- _WHAT IS REQUIRED_
Reproduce the listing below word for word, keeping every line unchanged and in its original order.

((

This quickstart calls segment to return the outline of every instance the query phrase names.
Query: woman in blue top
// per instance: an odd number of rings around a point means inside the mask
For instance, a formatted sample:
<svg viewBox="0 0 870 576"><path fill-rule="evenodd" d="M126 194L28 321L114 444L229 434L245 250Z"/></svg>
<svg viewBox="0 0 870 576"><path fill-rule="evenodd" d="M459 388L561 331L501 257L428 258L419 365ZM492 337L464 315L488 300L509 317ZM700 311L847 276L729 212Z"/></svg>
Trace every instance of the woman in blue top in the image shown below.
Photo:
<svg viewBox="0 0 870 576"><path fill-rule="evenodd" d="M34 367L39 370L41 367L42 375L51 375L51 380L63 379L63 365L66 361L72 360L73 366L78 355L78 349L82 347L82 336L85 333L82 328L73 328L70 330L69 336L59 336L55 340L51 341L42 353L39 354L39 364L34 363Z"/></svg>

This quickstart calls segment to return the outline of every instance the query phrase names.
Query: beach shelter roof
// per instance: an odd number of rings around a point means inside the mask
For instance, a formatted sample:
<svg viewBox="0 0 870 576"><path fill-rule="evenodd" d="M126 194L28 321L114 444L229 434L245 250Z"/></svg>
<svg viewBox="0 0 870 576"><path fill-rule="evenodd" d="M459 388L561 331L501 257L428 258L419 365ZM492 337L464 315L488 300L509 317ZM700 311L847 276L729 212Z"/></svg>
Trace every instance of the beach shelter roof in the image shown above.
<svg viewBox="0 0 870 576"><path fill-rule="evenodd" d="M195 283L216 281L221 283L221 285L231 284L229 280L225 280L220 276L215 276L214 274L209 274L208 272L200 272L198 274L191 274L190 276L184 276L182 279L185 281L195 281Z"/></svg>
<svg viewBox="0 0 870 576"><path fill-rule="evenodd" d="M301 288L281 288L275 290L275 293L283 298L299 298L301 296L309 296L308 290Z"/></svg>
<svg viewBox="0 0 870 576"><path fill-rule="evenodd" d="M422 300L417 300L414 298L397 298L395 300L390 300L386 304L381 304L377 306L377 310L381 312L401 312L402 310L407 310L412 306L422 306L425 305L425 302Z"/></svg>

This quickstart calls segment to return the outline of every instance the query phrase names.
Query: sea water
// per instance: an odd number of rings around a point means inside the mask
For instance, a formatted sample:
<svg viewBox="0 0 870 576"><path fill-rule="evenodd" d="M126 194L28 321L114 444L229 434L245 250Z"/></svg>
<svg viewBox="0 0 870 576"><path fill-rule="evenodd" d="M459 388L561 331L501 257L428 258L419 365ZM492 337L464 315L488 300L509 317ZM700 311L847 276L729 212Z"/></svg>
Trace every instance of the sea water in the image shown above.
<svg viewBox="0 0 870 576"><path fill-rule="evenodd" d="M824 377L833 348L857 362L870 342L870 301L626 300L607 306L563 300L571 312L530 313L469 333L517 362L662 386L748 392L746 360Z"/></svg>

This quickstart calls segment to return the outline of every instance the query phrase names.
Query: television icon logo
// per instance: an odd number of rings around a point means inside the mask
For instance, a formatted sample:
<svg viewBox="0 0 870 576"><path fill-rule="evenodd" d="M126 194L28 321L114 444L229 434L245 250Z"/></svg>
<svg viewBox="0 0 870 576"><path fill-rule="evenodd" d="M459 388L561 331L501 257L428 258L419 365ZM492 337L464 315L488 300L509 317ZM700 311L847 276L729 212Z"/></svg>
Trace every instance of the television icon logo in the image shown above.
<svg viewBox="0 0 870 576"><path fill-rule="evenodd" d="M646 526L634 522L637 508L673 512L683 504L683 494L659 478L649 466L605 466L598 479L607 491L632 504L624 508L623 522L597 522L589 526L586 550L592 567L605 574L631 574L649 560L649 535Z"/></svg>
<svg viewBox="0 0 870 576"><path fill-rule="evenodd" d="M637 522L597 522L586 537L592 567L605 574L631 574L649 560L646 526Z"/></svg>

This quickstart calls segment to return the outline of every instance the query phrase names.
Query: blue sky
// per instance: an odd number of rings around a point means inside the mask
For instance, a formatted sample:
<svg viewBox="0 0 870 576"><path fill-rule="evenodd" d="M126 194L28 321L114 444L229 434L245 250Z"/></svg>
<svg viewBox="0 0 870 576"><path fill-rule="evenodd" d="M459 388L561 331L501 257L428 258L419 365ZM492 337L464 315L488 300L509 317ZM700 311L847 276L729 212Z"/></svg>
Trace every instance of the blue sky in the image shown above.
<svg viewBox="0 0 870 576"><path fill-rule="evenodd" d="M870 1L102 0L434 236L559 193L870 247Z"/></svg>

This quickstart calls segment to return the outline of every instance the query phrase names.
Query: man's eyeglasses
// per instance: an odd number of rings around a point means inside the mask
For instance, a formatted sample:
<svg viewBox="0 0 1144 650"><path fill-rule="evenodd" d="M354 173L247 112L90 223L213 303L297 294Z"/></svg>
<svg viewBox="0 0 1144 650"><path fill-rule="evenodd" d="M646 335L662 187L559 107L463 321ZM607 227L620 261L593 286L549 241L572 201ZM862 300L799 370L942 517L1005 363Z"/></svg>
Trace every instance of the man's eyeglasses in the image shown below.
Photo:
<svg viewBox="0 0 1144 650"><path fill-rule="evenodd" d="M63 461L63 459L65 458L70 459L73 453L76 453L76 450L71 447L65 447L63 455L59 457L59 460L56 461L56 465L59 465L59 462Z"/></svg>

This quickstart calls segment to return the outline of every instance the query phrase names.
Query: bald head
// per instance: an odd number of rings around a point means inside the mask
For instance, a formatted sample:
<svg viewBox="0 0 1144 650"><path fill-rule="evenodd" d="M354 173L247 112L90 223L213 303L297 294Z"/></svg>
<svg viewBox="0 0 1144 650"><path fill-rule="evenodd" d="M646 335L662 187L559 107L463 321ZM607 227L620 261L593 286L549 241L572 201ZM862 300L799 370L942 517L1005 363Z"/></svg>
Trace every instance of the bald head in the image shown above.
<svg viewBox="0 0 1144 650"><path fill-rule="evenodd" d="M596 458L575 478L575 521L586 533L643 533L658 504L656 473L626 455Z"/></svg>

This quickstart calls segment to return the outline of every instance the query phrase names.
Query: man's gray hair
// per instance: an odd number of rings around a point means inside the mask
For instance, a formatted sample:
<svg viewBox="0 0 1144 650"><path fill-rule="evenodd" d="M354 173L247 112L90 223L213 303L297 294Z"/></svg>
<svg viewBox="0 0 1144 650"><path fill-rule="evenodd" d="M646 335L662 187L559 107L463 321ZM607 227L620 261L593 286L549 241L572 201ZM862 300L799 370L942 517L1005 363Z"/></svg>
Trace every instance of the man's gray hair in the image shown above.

))

- _OUTPUT FOR THIS TASK_
This quickstart calls segment to return the outline of every instance the query phrase names.
Query: woman in blue top
// per instance: an odd number of rings around a point means inside the mask
For instance, a formatted sample:
<svg viewBox="0 0 870 576"><path fill-rule="evenodd" d="M126 194L28 321L114 444L229 434L245 250Z"/></svg>
<svg viewBox="0 0 870 576"><path fill-rule="evenodd" d="M459 388L561 331L501 257L428 258L419 365ZM492 337L464 315L488 300L509 317ZM700 311L847 276L729 212Z"/></svg>
Trace every instance of the woman in blue top in the image shown below.
Photo:
<svg viewBox="0 0 870 576"><path fill-rule="evenodd" d="M34 367L39 370L41 367L42 375L51 375L51 380L63 379L63 365L66 361L72 360L73 366L78 355L78 349L82 347L82 336L85 333L82 328L73 328L70 330L69 336L59 336L55 340L51 341L42 353L39 354L39 364L34 363Z"/></svg>

This quickstart calls segment to return the outline of every instance the query phrase names.
Query: beach shelter roof
// per instance: an odd number of rings around a point means inside the mask
For instance, a formatted sample:
<svg viewBox="0 0 870 576"><path fill-rule="evenodd" d="M126 194L28 321L114 444L229 434L245 250Z"/></svg>
<svg viewBox="0 0 870 576"><path fill-rule="evenodd" d="M459 388L561 331L501 257L428 258L419 365ZM492 337L464 315L488 300L509 317ZM700 311L847 276L729 212Z"/></svg>
Trace every instance of the beach shelter roof in the image shown above.
<svg viewBox="0 0 870 576"><path fill-rule="evenodd" d="M195 283L216 281L221 283L221 285L231 284L229 280L225 280L220 276L215 276L214 274L209 274L208 272L200 272L198 274L191 274L190 276L184 276L182 279L185 281L195 281Z"/></svg>
<svg viewBox="0 0 870 576"><path fill-rule="evenodd" d="M301 288L281 288L275 290L275 293L283 298L299 298L301 296L309 296L308 290Z"/></svg>
<svg viewBox="0 0 870 576"><path fill-rule="evenodd" d="M422 300L417 300L414 298L397 298L395 300L390 300L386 304L381 304L377 306L377 310L381 312L401 312L402 310L407 310L412 306L422 306L425 305L425 302Z"/></svg>

This quickstart calls segment to return the outline of every instance the query phrase names.
Query: sea water
// per instance: an odd number of rings around a point means inside the mask
For instance, a formatted sample:
<svg viewBox="0 0 870 576"><path fill-rule="evenodd" d="M126 194L28 321L114 444L229 434L245 250Z"/></svg>
<svg viewBox="0 0 870 576"><path fill-rule="evenodd" d="M459 388L561 331L501 257L428 258L419 365ZM492 337L464 315L488 300L509 317ZM700 311L847 276L729 212Z"/></svg>
Trace every instance of the sea water in the image shown above.
<svg viewBox="0 0 870 576"><path fill-rule="evenodd" d="M824 377L833 348L857 362L870 342L870 301L626 300L607 306L563 300L571 312L530 313L469 333L517 362L662 386L748 392L746 360Z"/></svg>

This quickstart calls segment to return the outline of every instance the query phrase names.
Query: television icon logo
// per instance: an odd number of rings around a point means inside the mask
For instance, a formatted sample:
<svg viewBox="0 0 870 576"><path fill-rule="evenodd" d="M126 194L28 321L114 444L229 434L245 250Z"/></svg>
<svg viewBox="0 0 870 576"><path fill-rule="evenodd" d="M459 388L561 331L501 257L428 258L419 365ZM492 337L464 315L488 300L509 317ZM700 311L847 276L729 212Z"/></svg>
Trace every instance of the television icon logo in the image shown above.
<svg viewBox="0 0 870 576"><path fill-rule="evenodd" d="M646 526L634 522L637 508L673 512L683 504L683 494L659 478L649 466L605 466L598 479L607 491L632 504L624 508L623 522L597 522L589 526L586 550L592 567L605 574L631 574L649 560L649 535Z"/></svg>
<svg viewBox="0 0 870 576"><path fill-rule="evenodd" d="M637 522L597 522L586 537L592 567L605 574L631 574L649 560L646 526Z"/></svg>

This quickstart calls segment to return the outline of every instance the query phrase names.
Query: blue sky
// per instance: an odd number of rings around a point means inside the mask
For instance, a formatted sample:
<svg viewBox="0 0 870 576"><path fill-rule="evenodd" d="M126 194L28 321L114 444L229 434L245 250Z"/></svg>
<svg viewBox="0 0 870 576"><path fill-rule="evenodd" d="M459 388L561 331L501 257L428 258L419 365ZM492 337L464 315L488 300L509 317ZM700 311L847 276L729 212Z"/></svg>
Trace every instance of the blue sky in the image shown above.
<svg viewBox="0 0 870 576"><path fill-rule="evenodd" d="M870 1L102 0L434 236L559 193L870 247Z"/></svg>

This quickstart calls segment to return the outline of every instance the query phrase names.
Query: man's eyeglasses
// per instance: an odd number of rings around a point means inside the mask
For instance, a formatted sample:
<svg viewBox="0 0 1144 650"><path fill-rule="evenodd" d="M354 173L247 112L90 223L213 303L297 294Z"/></svg>
<svg viewBox="0 0 1144 650"><path fill-rule="evenodd" d="M646 335L662 187L559 107L463 321ZM607 227L620 261L593 286L549 241L572 201ZM862 300L799 370L942 517L1005 363Z"/></svg>
Trace every instance of the man's eyeglasses in the image shown below.
Photo:
<svg viewBox="0 0 1144 650"><path fill-rule="evenodd" d="M63 461L63 459L65 458L70 459L73 453L76 453L76 450L71 447L65 447L63 455L59 457L59 460L56 461L56 465L59 465L59 462Z"/></svg>

This quickstart calls segment to return the outline of every instance the query phrase names.
Query: bald head
// per instance: an odd number of rings around a point means inside the mask
For instance, a formatted sample:
<svg viewBox="0 0 1144 650"><path fill-rule="evenodd" d="M354 173L247 112L90 223L213 303L297 294Z"/></svg>
<svg viewBox="0 0 1144 650"><path fill-rule="evenodd" d="M646 335L662 187L559 107L463 321ZM607 227L620 261L593 286L549 241L572 201ZM862 300L799 370L942 517L1005 363Z"/></svg>
Trace every instance of the bald head in the image shown above.
<svg viewBox="0 0 1144 650"><path fill-rule="evenodd" d="M596 458L575 478L575 521L586 533L643 533L658 504L656 473L626 455Z"/></svg>

This quickstart calls segment to return the outline of every instance the query phrase names.
Query: man's gray hair
// per instance: an odd number of rings around a point means inside the mask
For instance, a formatted sample:
<svg viewBox="0 0 1144 650"><path fill-rule="evenodd" d="M354 173L247 112L90 223L213 303L297 294Z"/></svg>
<svg viewBox="0 0 1144 650"><path fill-rule="evenodd" d="M646 335L662 187L559 107L463 321ZM607 227L620 261L593 286L549 241L572 201ZM862 300L799 370L942 517L1005 363Z"/></svg>
Trace every instance of the man's gray hair in the image shown above.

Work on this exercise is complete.